◆ **Exercise goal**: In the text below on the 2013 sequestration cuts, how much funding will the Centers for Disease Control & Prevention lose?

═══ Extracted text ═══

Sequestration took effect on March 1st, resulting in $85 billion in mandatory, across-the-board cuts for the fiscal year that ends on September 30, 2013. The largest reduction (7.8%) is for discretionary defense spending. While Medicaid and Social Security are among the programs protected from sequestration, the effects of the cuts will still have a large impact on critical services for children, seniors, and people with mental illnesses.
In a letter to Congress, HHS Secretary Sebelius described several cuts that will impact public health and health services. Twenty-five thousand fewer low-income women will receive breast and cervical cancer screenings and 7,400 fewer HIV patients will be able to obtain Medicaid through the AIDS Drug Assistance Program. Some 373,000 people with mental illnesses will not be able to access mental health services. Up to 766,000 healthcare and related jobs could be lost by 2021 as a result of the 2% sequester of Medicare. The Centers for Disease Control & Prevention (CDC) will lose $323 million. On top of these cuts, the landmark Public Health and Prevention Fund that supports important investments in wellness initiatives and emergency preparedness will be reduced by $51 million.

═══ Exercise data ═══

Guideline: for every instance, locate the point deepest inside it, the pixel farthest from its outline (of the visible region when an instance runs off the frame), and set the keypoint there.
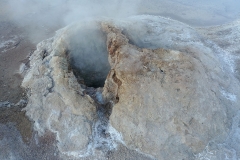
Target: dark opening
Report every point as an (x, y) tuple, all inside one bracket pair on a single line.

═══

◆ **Reply to the task**: $323 million.